> **THINGS TO DO**
(1) Answer these questions from the HDFS-to-JuiceFS migration guide:
(a) What unique ability does the JuiceFS Java Client have?
(b) In Method 1, the LOCATION clause is replaced from what to what?
(c) Which user carries out all HDFS operations, and what does it default to in most cases?
(2) Please reproduce the passage of the HDFS-to-JuiceFS migration guide between "Preparation" and "of data inconsistency.", inclusive.

* Start TEXT PROVIDED *

Skip to main content

Data Migration from HDFS to JuiceFS

Storage migration for big data should be carefully planned, you can choose to do it seamlessly, or offline.

Hive

JuiceFS Java Client has the unique ability to create symlinks pointing to HDFS, this allows seamless migration from HDFS to JuiceFS.

Take Hive for instance, there are two methods that both achieve seamless migration, both based on the symlink ability, one requires changing Hive metadata while the other does not.

Method 1: Modify LOCATION metadata

Modify Hive metadata for database / table / partition, replace the LOCATION clause from hdfs://{ns} to jfs://{vol_name}, this gives you finer control over migration scope, you can migrate one db / table / partition at a time.

Preparation

In this step, you'll set up JuiceFS Java Client in Hadoop, create symlinks in JuiceFS that point to HDFS, and migrate the .Trash directory into JuiceFS. After this is done, data still writes to HDFS so there's no risk of data inconsistency.

All HDFS operations will be carried out using superuser, which defaults to hdfs in most cases.

* End TEXT PROVIDED *
* Start MATERIAL PROVIDED *

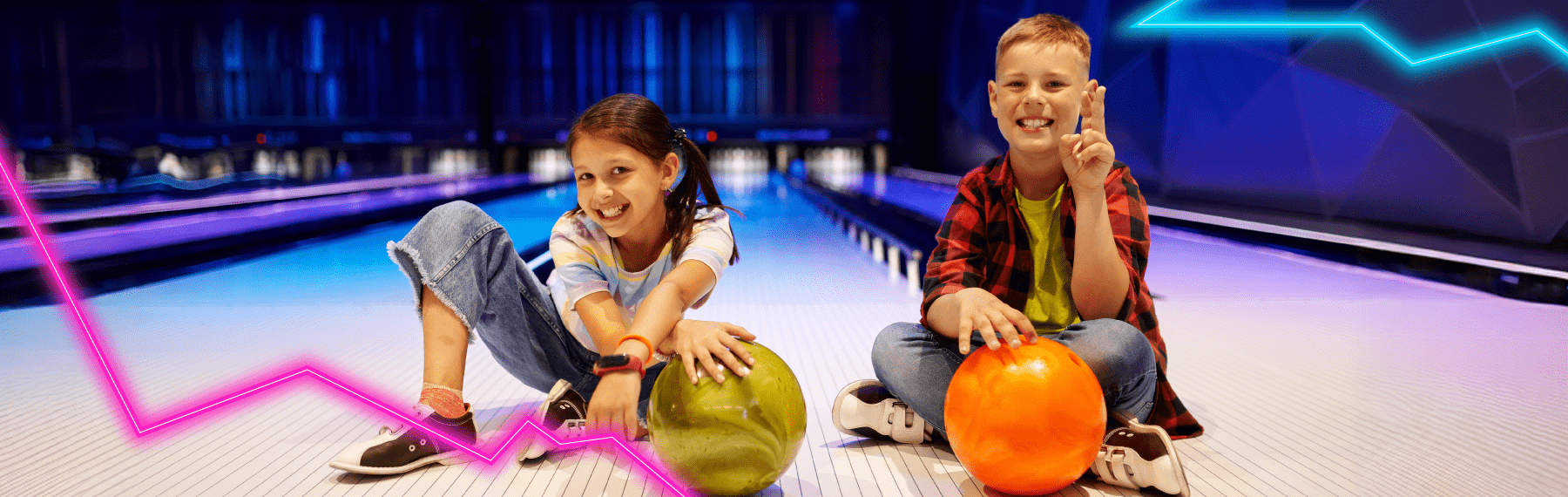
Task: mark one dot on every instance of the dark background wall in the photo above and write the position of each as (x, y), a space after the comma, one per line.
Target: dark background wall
(1311, 123)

* End MATERIAL PROVIDED *

> **SOLUTIONS PER TASK**
(1)
(a) It can create symlinks pointing to HDFS.
(b) From hdfs://{ns} to jfs://{vol_name}.
(c) The superuser, which defaults to hdfs in most cases.

(2)
Preparation

In this step, you'll set up JuiceFS Java Client in Hadoop, create symlinks in JuiceFS that point to HDFS, and migrate the .Trash directory into JuiceFS. After this is done, data still writes to HDFS so there's no risk of data inconsistency.